START Provided data

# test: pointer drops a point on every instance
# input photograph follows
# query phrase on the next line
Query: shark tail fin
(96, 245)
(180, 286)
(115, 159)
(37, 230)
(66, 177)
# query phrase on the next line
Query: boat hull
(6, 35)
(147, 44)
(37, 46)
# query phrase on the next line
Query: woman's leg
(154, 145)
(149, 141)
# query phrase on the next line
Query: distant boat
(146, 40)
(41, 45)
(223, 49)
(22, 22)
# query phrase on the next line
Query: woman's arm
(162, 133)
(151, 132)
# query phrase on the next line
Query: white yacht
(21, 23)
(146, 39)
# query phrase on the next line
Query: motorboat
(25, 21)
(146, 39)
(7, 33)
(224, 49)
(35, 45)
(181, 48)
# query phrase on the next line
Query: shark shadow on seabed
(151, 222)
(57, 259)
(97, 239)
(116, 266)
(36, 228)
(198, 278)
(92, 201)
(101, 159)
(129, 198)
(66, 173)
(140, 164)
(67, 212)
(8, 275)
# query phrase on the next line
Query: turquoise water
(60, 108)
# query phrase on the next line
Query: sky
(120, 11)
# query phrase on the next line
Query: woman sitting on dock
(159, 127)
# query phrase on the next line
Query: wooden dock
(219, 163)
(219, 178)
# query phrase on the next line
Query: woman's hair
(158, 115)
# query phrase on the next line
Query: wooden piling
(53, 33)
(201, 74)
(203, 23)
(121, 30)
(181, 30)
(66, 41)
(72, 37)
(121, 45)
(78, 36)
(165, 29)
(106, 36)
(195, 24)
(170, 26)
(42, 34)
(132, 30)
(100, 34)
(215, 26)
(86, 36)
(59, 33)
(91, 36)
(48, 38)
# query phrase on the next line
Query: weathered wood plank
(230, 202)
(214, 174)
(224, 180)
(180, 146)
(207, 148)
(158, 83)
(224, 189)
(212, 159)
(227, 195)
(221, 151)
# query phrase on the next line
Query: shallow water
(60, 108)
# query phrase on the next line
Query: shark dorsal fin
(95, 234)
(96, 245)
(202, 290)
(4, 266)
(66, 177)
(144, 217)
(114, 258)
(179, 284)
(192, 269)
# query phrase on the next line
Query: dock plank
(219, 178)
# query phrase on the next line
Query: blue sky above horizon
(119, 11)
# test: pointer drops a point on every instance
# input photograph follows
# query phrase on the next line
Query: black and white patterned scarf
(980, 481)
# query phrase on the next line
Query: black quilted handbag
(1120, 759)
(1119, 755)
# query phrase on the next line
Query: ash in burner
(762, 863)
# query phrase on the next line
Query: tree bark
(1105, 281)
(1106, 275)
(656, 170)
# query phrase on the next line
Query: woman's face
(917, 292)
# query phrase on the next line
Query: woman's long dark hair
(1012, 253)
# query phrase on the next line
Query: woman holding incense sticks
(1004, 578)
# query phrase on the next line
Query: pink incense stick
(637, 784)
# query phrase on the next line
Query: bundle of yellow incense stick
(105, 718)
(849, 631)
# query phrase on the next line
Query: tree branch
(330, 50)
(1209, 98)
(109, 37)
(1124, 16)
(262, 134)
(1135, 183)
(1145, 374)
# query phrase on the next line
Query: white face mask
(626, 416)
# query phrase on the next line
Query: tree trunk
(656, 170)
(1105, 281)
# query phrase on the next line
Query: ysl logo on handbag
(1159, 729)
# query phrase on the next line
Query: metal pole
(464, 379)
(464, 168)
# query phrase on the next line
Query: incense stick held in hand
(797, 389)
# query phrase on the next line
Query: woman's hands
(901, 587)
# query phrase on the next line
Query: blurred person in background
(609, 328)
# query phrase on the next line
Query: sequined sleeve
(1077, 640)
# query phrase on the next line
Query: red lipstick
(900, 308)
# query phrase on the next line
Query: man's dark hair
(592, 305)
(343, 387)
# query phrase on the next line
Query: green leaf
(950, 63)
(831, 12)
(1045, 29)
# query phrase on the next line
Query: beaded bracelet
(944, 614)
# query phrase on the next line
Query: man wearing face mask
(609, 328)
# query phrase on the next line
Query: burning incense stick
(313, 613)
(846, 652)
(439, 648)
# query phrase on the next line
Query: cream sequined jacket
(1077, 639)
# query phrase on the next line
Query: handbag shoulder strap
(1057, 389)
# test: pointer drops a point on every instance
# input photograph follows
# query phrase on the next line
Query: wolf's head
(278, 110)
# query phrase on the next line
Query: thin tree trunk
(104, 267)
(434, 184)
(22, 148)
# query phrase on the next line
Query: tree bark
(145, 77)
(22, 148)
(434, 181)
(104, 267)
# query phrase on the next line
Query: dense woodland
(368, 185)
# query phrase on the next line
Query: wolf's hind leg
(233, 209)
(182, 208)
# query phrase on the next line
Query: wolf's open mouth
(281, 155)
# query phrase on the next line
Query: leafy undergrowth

END Provided data

• [Exercise objective]: An exact copy of every entry is what's needed, so retype them all.

• [Response area]:
# test: pointer drops a point on every instance
# input photograph follows
# query phrase on the next line
Query: shark tail fin
(96, 245)
(180, 286)
(115, 159)
(37, 230)
(66, 177)
# query phrase on the next line
Query: boat hull
(6, 35)
(147, 44)
(37, 46)
# query phrase on the next line
Query: woman's leg
(154, 145)
(149, 141)
# query phrase on the next line
Query: distant boat
(146, 40)
(41, 45)
(223, 49)
(22, 22)
# query phrase on the next line
Query: woman's arm
(162, 133)
(151, 132)
# query phrase on the next line
Query: white yacht
(21, 23)
(146, 39)
# query phrase on the next line
Query: motorboat
(25, 21)
(146, 39)
(7, 33)
(224, 49)
(35, 45)
(181, 48)
# query phrase on the next line
Query: shark shadow on seabed
(151, 222)
(57, 259)
(97, 239)
(116, 266)
(36, 228)
(198, 278)
(92, 201)
(101, 159)
(129, 198)
(66, 173)
(140, 164)
(67, 212)
(8, 275)
# query phrase on the next line
Query: turquoise water
(60, 108)
# query phrase on the next line
Query: sky
(120, 11)
# query phrase on the next line
Query: woman sitting on dock
(159, 127)
# query phrase on the next line
Query: wooden dock
(219, 163)
(219, 178)
# query phrase on the next line
Query: woman's hair
(158, 115)
# query phrase on the next line
Query: wooden piling
(53, 33)
(201, 74)
(203, 23)
(121, 30)
(181, 30)
(66, 41)
(72, 37)
(121, 45)
(78, 36)
(165, 29)
(106, 36)
(195, 24)
(170, 26)
(42, 34)
(132, 30)
(100, 34)
(215, 26)
(86, 36)
(59, 33)
(91, 36)
(48, 38)
# query phrase on the next line
Query: weathered wood plank
(230, 202)
(214, 174)
(224, 180)
(180, 146)
(207, 148)
(158, 83)
(224, 189)
(212, 159)
(227, 195)
(221, 151)
# query phrase on the next line
Query: shallow water
(60, 108)
# query phrase on the next line
Query: shark dorsal fin
(95, 234)
(96, 245)
(202, 290)
(4, 266)
(66, 177)
(144, 217)
(114, 258)
(179, 284)
(192, 269)
# query phrase on the next line
Query: dock plank
(219, 178)
# query phrase on the next line
Query: blue sky above horizon
(119, 11)
# test: pointer drops a point on every instance
# input photograph follows
# query phrase on the next line
Query: black and white patterned scarf
(980, 481)
# query phrase on the next line
Query: black quilted handbag
(1120, 759)
(1119, 755)
# query phrase on the next line
Query: ash in burner
(762, 863)
# query phrase on the next line
Query: tree bark
(1105, 281)
(1106, 275)
(656, 170)
# query phrase on the next line
Query: woman's face
(917, 292)
# query phrase on the next line
Query: woman's long dark hair
(1012, 253)
# query phrase on the next line
Query: woman holding incense sticks
(1004, 578)
# query phrase on the next line
Query: pink incense stick
(637, 784)
# query phrase on the next line
Query: bundle of yellow incense stick
(105, 718)
(849, 631)
# query phrase on the next line
Query: tree branch
(330, 50)
(1209, 98)
(109, 37)
(1124, 16)
(262, 134)
(1135, 183)
(1145, 374)
# query phrase on the next line
Query: white face mask
(626, 416)
# query phrase on the next line
Query: tree trunk
(656, 170)
(1105, 281)
# query phrase on the next line
Query: ysl logo on handbag
(1159, 729)
# query phrase on the next line
Query: metal pole
(464, 379)
(464, 168)
# query phrase on the next line
Query: incense stick held in hand
(797, 389)
# query phrase on the next line
Query: woman's hands
(901, 587)
# query phrase on the next line
Query: blurred person in background
(609, 328)
# query phrase on the next line
Query: sequined sleeve
(1077, 640)
# query phrase on the next line
Query: red lipstick
(900, 308)
# query phrase on the next line
Query: man's dark hair
(592, 305)
(343, 387)
# query phrase on the next line
Query: green leaf
(950, 63)
(831, 12)
(1045, 29)
# query phrase on the next line
Query: beaded bracelet
(944, 614)
# query phrase on the next line
Query: man wearing face mask
(609, 328)
# query phrase on the next line
Query: burning incense stick
(313, 613)
(846, 652)
(439, 648)
# query phrase on the next line
Query: cream sequined jacket
(1077, 639)
# query phrase on the next line
Query: handbag shoulder strap
(1057, 389)
# test: pointer drops a point on every instance
# input photograph follows
# query phrase on the next line
Query: wolf's head
(278, 110)
# query phrase on the next line
Query: thin tree trunk
(104, 267)
(434, 184)
(22, 148)
# query phrase on the next line
Query: tree bark
(145, 77)
(22, 148)
(434, 181)
(104, 267)
# query phrase on the next line
Query: dense woodland
(368, 185)
# query phrase on the next line
Query: wolf's hind leg
(233, 209)
(182, 208)
# query phrase on the next line
Query: wolf's open mouth
(281, 155)
# query phrase on the next line
Query: leafy undergrowth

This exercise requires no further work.